* INSTRUCCIONES *
A – Reescribe el tramo de los registros que empieza en la línea que contiene "Where can the green leaf be" y llega hasta el final de los registros, ambos extremos incluidos y sin omitir las peticiones. Multiplica por 1,4 cada coordenada de las respuestas y redondea a números enteros, con las mitades hacia arriba.
B – Prosigue el texto sobre la creación y la gratitud del hombre hacia Dios a partir del punto en que se detiene.

--- TEXTO ---

Nada le faltaba a la alegría de Dios, nada necesitaba Dios. Él
se basta a sí mismo. No tiene sino que contemplarse para deleitarse, nutrirse,
vivir y descansar. Toda la creación no ha aumentado ni en un átomo su infinidad
de alegría, de belleza, de vida, de potencia. He aquí que todo lo ha hecho para
la criatura a la que ha querido poner como rey de la obra de sus manos:
para el hombre.
Aunque sólo fuera por ver una obra divina de tal magnitud y por
manifestarle reconocimiento a Dios, que os la otorga, merecería la pena vivir. Y
debéis sentir gratitud por el hecho de vivir. Gratitud que deberíais haber
tenido aunque no hubierais sido redimidos sino al final de los siglos, porque, a
pesar de que hayáis sido, en los Primeros, y ahora aún individualmente,
prevaricadores, soberbios, lujuriosos, homicidas, Dios os concede todavía gozar
de lo bello del universo, de lo bueno del universo, y os trata como si fuerais
personas buenas, hijos buenos a los cuales todo se enseña y todo se concede para
hacerles más suave y sana la vida. Cuanto sabéis, lo sabéis por luz de Dios.
Cuanto descubrís, lo descubrís porque Dios os lo señala. Esto, en el Bien. Los
otros conocimientos y descubrimientos que llevan el signo del mal vienen del Mal
supremo: Satanás.
La Mente suprema, que nada ignora, antes de que el hombre fuese,
sabía que sería ladrón y homicida de sí mismo. Y, dado que la Bondad eterna no
conoce límites en su ser buena, antes de que la Culpa fuera, pensó el medio para
anular la Culpa. El medio, Yo; el instrumento para hacer del medio un
instrumento operante, María. Y la Virgen fue creada en el pensamiento
sublime de Dios.

--- MATERIAL PROPORCIONADO ---

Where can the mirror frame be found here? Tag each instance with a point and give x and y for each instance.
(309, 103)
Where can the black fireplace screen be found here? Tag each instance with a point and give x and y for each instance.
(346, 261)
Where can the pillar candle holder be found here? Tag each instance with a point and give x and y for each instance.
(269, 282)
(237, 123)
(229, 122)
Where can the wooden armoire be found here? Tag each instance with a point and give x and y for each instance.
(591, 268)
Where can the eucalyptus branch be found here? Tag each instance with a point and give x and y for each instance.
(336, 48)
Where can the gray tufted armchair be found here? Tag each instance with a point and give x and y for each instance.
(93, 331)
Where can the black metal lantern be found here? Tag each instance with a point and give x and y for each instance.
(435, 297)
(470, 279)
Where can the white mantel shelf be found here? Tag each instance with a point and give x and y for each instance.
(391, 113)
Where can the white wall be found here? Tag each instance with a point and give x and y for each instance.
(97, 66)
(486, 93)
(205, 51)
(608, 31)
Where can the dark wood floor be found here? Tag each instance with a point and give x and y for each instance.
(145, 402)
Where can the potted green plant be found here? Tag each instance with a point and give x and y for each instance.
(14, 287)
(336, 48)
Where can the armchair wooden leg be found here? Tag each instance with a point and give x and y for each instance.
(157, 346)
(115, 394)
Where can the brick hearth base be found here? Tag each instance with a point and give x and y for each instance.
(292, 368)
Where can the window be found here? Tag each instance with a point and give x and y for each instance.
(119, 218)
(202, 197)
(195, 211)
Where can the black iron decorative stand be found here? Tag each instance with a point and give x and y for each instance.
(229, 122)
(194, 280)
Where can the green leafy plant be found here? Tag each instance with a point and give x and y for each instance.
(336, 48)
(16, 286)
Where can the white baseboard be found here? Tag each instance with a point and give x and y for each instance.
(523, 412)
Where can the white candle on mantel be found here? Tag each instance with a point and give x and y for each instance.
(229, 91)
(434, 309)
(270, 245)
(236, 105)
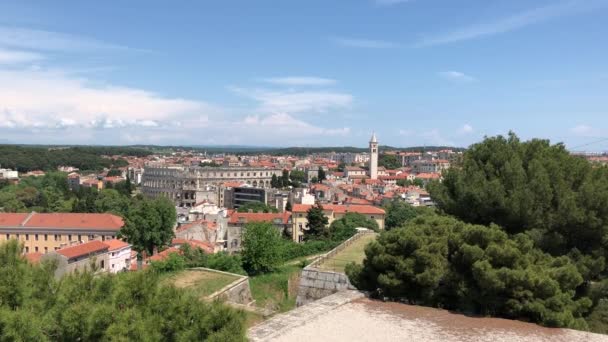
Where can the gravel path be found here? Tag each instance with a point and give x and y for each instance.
(361, 319)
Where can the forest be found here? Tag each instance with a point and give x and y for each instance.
(520, 231)
(46, 158)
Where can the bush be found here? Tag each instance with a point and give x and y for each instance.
(132, 306)
(261, 247)
(440, 261)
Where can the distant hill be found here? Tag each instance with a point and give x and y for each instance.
(141, 150)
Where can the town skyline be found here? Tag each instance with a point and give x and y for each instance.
(304, 74)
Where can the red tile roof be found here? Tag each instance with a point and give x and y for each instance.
(33, 258)
(337, 208)
(164, 254)
(357, 201)
(66, 220)
(428, 176)
(83, 249)
(237, 217)
(205, 246)
(115, 244)
(12, 219)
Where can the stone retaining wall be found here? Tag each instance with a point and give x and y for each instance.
(316, 283)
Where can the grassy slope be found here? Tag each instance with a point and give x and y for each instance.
(272, 290)
(353, 253)
(202, 283)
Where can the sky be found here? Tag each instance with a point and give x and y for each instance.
(303, 73)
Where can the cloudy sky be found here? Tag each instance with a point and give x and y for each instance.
(303, 72)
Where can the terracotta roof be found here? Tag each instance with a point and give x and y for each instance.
(205, 246)
(33, 258)
(208, 224)
(83, 249)
(237, 217)
(12, 219)
(338, 208)
(428, 176)
(115, 244)
(71, 220)
(233, 184)
(358, 201)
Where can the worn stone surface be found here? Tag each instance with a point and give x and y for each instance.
(347, 316)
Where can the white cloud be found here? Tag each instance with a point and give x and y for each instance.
(17, 57)
(301, 81)
(514, 22)
(364, 43)
(585, 131)
(296, 101)
(390, 2)
(40, 98)
(466, 129)
(435, 137)
(456, 76)
(23, 38)
(282, 125)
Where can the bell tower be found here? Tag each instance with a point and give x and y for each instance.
(373, 157)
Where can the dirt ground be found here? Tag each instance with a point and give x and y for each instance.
(367, 320)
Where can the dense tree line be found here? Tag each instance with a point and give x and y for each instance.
(526, 239)
(559, 200)
(440, 261)
(50, 193)
(34, 306)
(28, 158)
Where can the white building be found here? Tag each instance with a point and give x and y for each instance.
(119, 255)
(373, 160)
(8, 174)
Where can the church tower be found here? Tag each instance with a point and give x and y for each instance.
(373, 157)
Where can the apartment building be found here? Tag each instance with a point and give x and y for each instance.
(44, 233)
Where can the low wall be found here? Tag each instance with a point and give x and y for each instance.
(316, 283)
(237, 292)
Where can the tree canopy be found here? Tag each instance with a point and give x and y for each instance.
(317, 222)
(28, 158)
(560, 200)
(149, 224)
(389, 161)
(440, 261)
(261, 247)
(134, 306)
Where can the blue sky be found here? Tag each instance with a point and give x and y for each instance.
(307, 73)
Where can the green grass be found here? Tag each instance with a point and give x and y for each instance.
(353, 253)
(272, 290)
(201, 283)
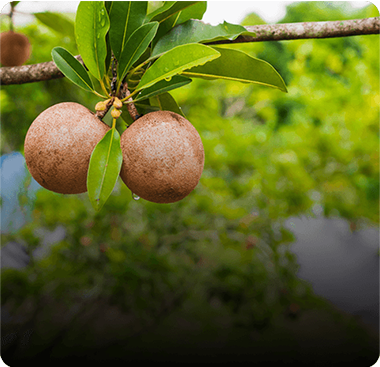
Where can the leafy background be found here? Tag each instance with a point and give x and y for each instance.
(214, 269)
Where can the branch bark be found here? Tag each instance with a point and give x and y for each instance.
(296, 31)
(268, 32)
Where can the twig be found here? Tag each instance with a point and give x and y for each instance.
(124, 92)
(268, 32)
(101, 114)
(308, 30)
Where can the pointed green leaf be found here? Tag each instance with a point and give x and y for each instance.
(167, 5)
(125, 18)
(72, 68)
(162, 86)
(175, 8)
(91, 26)
(57, 23)
(166, 102)
(196, 31)
(175, 61)
(135, 47)
(238, 66)
(104, 168)
(194, 11)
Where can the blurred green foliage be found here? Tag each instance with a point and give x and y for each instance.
(268, 156)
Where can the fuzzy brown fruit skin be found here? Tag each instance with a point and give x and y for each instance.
(163, 157)
(14, 48)
(58, 147)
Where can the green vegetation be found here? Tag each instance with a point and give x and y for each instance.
(222, 253)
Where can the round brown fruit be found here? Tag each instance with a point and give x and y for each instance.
(58, 147)
(14, 48)
(163, 157)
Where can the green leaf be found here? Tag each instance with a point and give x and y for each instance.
(91, 26)
(175, 61)
(57, 23)
(162, 86)
(170, 8)
(72, 68)
(238, 66)
(167, 5)
(125, 18)
(195, 11)
(136, 45)
(196, 31)
(104, 168)
(166, 102)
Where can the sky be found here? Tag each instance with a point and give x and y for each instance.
(217, 11)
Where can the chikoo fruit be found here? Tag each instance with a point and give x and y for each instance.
(163, 157)
(14, 48)
(59, 144)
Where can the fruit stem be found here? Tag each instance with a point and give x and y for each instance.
(100, 114)
(126, 97)
(103, 87)
(99, 95)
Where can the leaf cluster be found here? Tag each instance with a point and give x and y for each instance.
(139, 56)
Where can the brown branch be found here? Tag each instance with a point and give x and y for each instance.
(296, 31)
(268, 32)
(30, 73)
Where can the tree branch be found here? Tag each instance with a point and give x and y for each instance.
(296, 31)
(31, 73)
(268, 32)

---

* RESPUESTAS POR TAREA *
A –
Where can the green leaf be found here? Tag each instance with a point and give x and y for each instance.
(127, 36)
(245, 85)
(80, 32)
(227, 120)
(238, 11)
(101, 95)
(333, 92)
(234, 7)
(175, 25)
(273, 15)
(190, 63)
(274, 43)
(146, 235)
(232, 143)
Where can the sky be found here? Tag each instance with a point and give x and y for each instance.
(304, 15)
Where can the chikoo fruit be found here? Tag each instance with a point and give x and y for each instance.
(228, 220)
(20, 67)
(83, 202)
Where can the fruit stem be found here? Tag each instance with a point and give x and y for each instance.
(140, 160)
(176, 136)
(144, 122)
(139, 133)
Where can the leaf cluster be found here? Tag each instance with a point and give x and y for each instance.
(195, 78)
Where can the brown branch be found here? Tag each instance with a point and give x and y for each instance.
(414, 43)
(375, 45)
(42, 102)
Where can the tree branch be found here? Tag each instance with a point and give x and y for each instance.
(414, 43)
(43, 102)
(375, 45)

B –
Todas las cosas han sido creadas para mí, Hijo dilecto del
Padre. Yo–Rey habría debido tener bajo mi pie de Rey divino alfombras y joyas
como palacio alguno jamás tuviera, y cantos y voces, y tantos siervos y
ministros en torno a mí como soberano alguno jamás tuviera, y flores y gemas, y
todo lo sublime, lo grandioso, lo fino, lo delicado que es posible extraer del
pensamiento de todo un Dios.
Mas Yo debía ser Carne además de Espíritu. Carne para salvar a
la carne. Carne para sublimar la carne, llevándola al Cielo muchos siglos antes
de la hora. Porque la carne habitada por el espíritu es la obra maestra de Dios,
y para ella había sido hecho el Cielo. Para ser Carne tenía necesidad de una
Madre. Para ser Dios tenía necesidad de que el Padre fuese Dios.
He aquí que entonces Dios se crea a su Esposa y le dice: “Ven
conmigo. Junto a mí ve cuanto Yo hago para el Hijo nuestro. Mira y
regocíjate, eterna Virgen, Doncella eterna, y tu risa llene este empíreo y dé a
los ángeles la nota inicial y al Paraíso le enseñe la armonía celeste. Yo te
miro, y te veo como serás, ¡oh, Mujer inmaculada que ahora eres sólo espíritu:
el espíritu en que Yo me deleito! Yo te miro y doy al mar y al firmamento el
azul de tu mirada; el color de tus cabellos, al trigo santo; el candor, a la
azucena; el color rosa como tu epidermis de seda, a la rosa; de tus dientes
delicados copio las perlas; hago las dulces fresas mirando tu boca; a los
ruiseñores les pongo en la garganta tus notas y a las tórtolas tu llanto.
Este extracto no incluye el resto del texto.